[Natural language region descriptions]
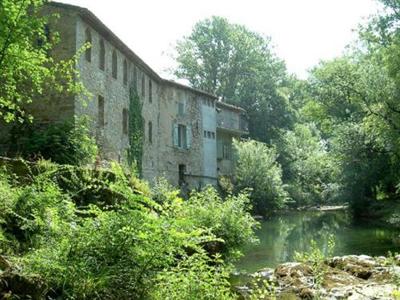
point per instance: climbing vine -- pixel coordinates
(136, 130)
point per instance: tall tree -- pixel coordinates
(239, 66)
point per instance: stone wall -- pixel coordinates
(180, 123)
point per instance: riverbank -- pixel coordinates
(343, 277)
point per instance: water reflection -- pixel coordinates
(281, 236)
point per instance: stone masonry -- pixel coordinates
(180, 123)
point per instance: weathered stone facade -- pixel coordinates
(180, 123)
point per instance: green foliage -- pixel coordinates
(27, 70)
(133, 247)
(309, 170)
(194, 277)
(238, 65)
(257, 168)
(65, 143)
(135, 130)
(316, 259)
(227, 219)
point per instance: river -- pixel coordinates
(280, 236)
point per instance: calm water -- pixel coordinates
(281, 236)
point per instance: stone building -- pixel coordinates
(188, 132)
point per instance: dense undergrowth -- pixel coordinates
(73, 233)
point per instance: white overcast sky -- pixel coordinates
(302, 31)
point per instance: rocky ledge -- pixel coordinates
(347, 277)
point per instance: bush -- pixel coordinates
(63, 143)
(257, 169)
(136, 248)
(227, 219)
(194, 277)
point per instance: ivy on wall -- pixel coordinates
(136, 130)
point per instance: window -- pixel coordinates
(181, 108)
(226, 152)
(150, 91)
(135, 77)
(100, 117)
(45, 38)
(125, 72)
(102, 55)
(88, 40)
(150, 130)
(125, 121)
(114, 64)
(182, 138)
(181, 172)
(143, 87)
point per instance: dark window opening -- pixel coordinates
(125, 72)
(102, 56)
(125, 121)
(114, 64)
(100, 118)
(182, 171)
(182, 137)
(88, 40)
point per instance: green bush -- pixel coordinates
(63, 143)
(193, 277)
(133, 249)
(257, 169)
(228, 219)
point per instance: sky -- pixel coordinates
(303, 32)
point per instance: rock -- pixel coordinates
(347, 277)
(266, 273)
(293, 269)
(306, 293)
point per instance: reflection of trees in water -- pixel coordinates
(281, 236)
(298, 230)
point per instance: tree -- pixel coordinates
(257, 169)
(308, 169)
(26, 68)
(239, 66)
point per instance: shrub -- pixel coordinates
(227, 219)
(193, 277)
(63, 143)
(257, 169)
(136, 248)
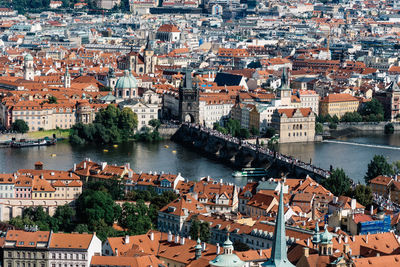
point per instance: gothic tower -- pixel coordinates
(148, 58)
(67, 78)
(284, 91)
(29, 71)
(188, 100)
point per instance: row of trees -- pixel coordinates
(111, 125)
(340, 184)
(234, 128)
(96, 211)
(371, 111)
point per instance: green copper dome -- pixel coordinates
(28, 57)
(326, 237)
(126, 82)
(227, 260)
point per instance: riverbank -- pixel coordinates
(60, 134)
(350, 128)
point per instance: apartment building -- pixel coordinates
(47, 249)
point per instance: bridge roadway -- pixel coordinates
(242, 154)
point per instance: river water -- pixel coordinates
(347, 153)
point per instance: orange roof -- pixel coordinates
(339, 98)
(63, 240)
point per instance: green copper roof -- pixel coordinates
(108, 97)
(326, 237)
(126, 82)
(284, 81)
(227, 260)
(28, 57)
(316, 236)
(279, 251)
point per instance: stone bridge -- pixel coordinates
(241, 154)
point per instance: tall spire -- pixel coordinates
(279, 252)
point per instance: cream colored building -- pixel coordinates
(338, 104)
(294, 124)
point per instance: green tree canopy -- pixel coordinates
(378, 166)
(338, 182)
(363, 194)
(93, 206)
(20, 126)
(111, 125)
(197, 227)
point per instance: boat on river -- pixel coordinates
(250, 172)
(30, 143)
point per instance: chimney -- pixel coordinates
(346, 248)
(152, 236)
(177, 239)
(169, 236)
(353, 203)
(306, 252)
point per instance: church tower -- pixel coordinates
(67, 78)
(148, 58)
(284, 91)
(279, 249)
(29, 71)
(111, 79)
(188, 100)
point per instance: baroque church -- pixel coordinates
(141, 64)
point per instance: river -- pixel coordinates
(347, 153)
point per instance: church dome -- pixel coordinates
(326, 237)
(28, 57)
(227, 259)
(126, 82)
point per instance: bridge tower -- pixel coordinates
(188, 100)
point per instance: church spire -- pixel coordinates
(279, 252)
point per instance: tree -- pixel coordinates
(270, 132)
(255, 131)
(197, 227)
(93, 206)
(63, 218)
(135, 218)
(20, 126)
(396, 167)
(378, 166)
(319, 128)
(372, 111)
(363, 194)
(351, 117)
(155, 123)
(52, 100)
(233, 127)
(254, 65)
(240, 246)
(389, 128)
(110, 126)
(338, 182)
(244, 133)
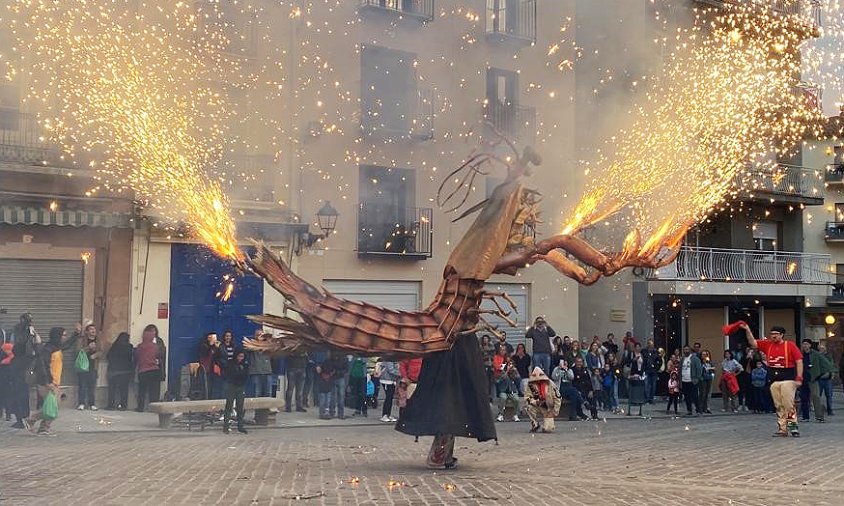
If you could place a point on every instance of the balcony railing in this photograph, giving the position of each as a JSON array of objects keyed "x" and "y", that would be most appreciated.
[
  {"x": 788, "y": 180},
  {"x": 22, "y": 140},
  {"x": 837, "y": 297},
  {"x": 808, "y": 11},
  {"x": 385, "y": 230},
  {"x": 513, "y": 121},
  {"x": 834, "y": 231},
  {"x": 511, "y": 20},
  {"x": 747, "y": 266},
  {"x": 420, "y": 9},
  {"x": 834, "y": 173}
]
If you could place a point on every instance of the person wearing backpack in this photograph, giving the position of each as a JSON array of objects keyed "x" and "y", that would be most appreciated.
[
  {"x": 235, "y": 376},
  {"x": 388, "y": 374},
  {"x": 608, "y": 387},
  {"x": 148, "y": 365},
  {"x": 121, "y": 368},
  {"x": 758, "y": 384},
  {"x": 357, "y": 384},
  {"x": 22, "y": 375},
  {"x": 6, "y": 357},
  {"x": 86, "y": 372},
  {"x": 48, "y": 373},
  {"x": 673, "y": 386}
]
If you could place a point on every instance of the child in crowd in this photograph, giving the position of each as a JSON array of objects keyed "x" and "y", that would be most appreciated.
[
  {"x": 597, "y": 387},
  {"x": 673, "y": 388},
  {"x": 608, "y": 382}
]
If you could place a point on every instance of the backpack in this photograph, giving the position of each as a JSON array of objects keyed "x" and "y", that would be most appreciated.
[
  {"x": 759, "y": 377},
  {"x": 673, "y": 384}
]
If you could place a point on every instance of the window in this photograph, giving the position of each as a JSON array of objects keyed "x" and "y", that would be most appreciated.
[
  {"x": 388, "y": 89},
  {"x": 9, "y": 107},
  {"x": 388, "y": 222},
  {"x": 839, "y": 212},
  {"x": 512, "y": 18},
  {"x": 839, "y": 274},
  {"x": 765, "y": 234},
  {"x": 502, "y": 87}
]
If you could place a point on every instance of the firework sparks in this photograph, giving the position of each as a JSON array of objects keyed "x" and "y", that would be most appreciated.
[
  {"x": 728, "y": 104},
  {"x": 126, "y": 90}
]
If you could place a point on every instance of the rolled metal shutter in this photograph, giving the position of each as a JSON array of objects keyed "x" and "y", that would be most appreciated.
[
  {"x": 49, "y": 289},
  {"x": 401, "y": 295}
]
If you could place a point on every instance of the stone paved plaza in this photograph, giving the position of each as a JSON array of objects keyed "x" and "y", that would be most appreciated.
[{"x": 729, "y": 460}]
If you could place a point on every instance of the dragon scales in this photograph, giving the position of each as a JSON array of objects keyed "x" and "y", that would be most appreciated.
[{"x": 495, "y": 243}]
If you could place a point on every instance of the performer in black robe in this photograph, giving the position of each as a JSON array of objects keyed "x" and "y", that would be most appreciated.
[{"x": 451, "y": 399}]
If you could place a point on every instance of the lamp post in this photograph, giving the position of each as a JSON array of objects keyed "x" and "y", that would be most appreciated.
[{"x": 326, "y": 220}]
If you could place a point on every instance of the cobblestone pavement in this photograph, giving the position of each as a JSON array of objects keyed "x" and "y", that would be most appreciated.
[{"x": 730, "y": 460}]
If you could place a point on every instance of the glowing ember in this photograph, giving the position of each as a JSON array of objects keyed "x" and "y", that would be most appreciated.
[{"x": 394, "y": 484}]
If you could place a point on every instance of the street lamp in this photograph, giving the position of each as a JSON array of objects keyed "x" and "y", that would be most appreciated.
[
  {"x": 327, "y": 221},
  {"x": 327, "y": 218}
]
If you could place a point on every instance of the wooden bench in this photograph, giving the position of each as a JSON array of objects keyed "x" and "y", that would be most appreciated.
[{"x": 261, "y": 405}]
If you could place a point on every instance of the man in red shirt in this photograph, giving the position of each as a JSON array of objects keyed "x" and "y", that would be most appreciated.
[{"x": 785, "y": 371}]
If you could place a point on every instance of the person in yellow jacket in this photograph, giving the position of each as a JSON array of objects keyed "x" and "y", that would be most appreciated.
[
  {"x": 48, "y": 374},
  {"x": 542, "y": 400}
]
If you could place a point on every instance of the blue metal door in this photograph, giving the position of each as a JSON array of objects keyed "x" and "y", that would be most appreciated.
[{"x": 196, "y": 276}]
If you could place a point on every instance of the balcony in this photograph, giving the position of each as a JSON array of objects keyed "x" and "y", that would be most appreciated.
[
  {"x": 785, "y": 183},
  {"x": 515, "y": 122},
  {"x": 511, "y": 21},
  {"x": 423, "y": 10},
  {"x": 395, "y": 120},
  {"x": 387, "y": 231},
  {"x": 22, "y": 141},
  {"x": 747, "y": 266},
  {"x": 834, "y": 231},
  {"x": 834, "y": 174},
  {"x": 806, "y": 13},
  {"x": 837, "y": 297}
]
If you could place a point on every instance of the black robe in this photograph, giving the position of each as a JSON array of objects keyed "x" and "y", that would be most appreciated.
[{"x": 452, "y": 395}]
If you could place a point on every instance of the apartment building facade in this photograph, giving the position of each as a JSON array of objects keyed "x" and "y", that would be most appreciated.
[
  {"x": 379, "y": 102},
  {"x": 747, "y": 262}
]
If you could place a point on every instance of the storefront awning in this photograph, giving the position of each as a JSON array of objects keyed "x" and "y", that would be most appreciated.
[{"x": 15, "y": 215}]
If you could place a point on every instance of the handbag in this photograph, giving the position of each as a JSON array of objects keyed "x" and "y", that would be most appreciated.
[
  {"x": 50, "y": 408},
  {"x": 82, "y": 363}
]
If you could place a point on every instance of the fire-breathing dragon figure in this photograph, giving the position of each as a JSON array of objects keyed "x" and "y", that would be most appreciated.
[{"x": 496, "y": 243}]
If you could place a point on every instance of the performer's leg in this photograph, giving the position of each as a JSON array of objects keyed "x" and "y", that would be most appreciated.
[
  {"x": 533, "y": 413},
  {"x": 442, "y": 452},
  {"x": 779, "y": 404},
  {"x": 548, "y": 423}
]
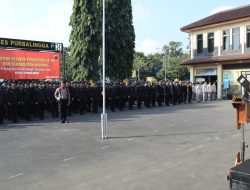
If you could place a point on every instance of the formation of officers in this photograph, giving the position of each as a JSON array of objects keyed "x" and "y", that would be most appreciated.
[{"x": 29, "y": 100}]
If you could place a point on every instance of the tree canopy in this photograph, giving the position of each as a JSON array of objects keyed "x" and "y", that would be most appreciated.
[
  {"x": 86, "y": 39},
  {"x": 156, "y": 65}
]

> **Work instructions**
Write out word for word every line from the line with "of the performer's" through the final line of the records, both included, skipping the pictures.

> **Response area**
If you could place a point on every instance of the performer's leg in this photograph, giving the position of each as a JSON array of objects keyed "x" and "y", that would be most appreciated.
[
  {"x": 533, "y": 413},
  {"x": 442, "y": 452},
  {"x": 779, "y": 404},
  {"x": 548, "y": 423}
]
If you could place a point on every instance of the formation of officers in this photograph, giving the position of each as a JSON array of objects keyed "x" and "y", that would be most appreciated.
[{"x": 29, "y": 100}]
If you could place a point on every instance of the tree canopy in this photograph, giving the position of each as a JSON array of objects keyed "x" and "y", that would be most appreciated.
[
  {"x": 86, "y": 39},
  {"x": 156, "y": 65}
]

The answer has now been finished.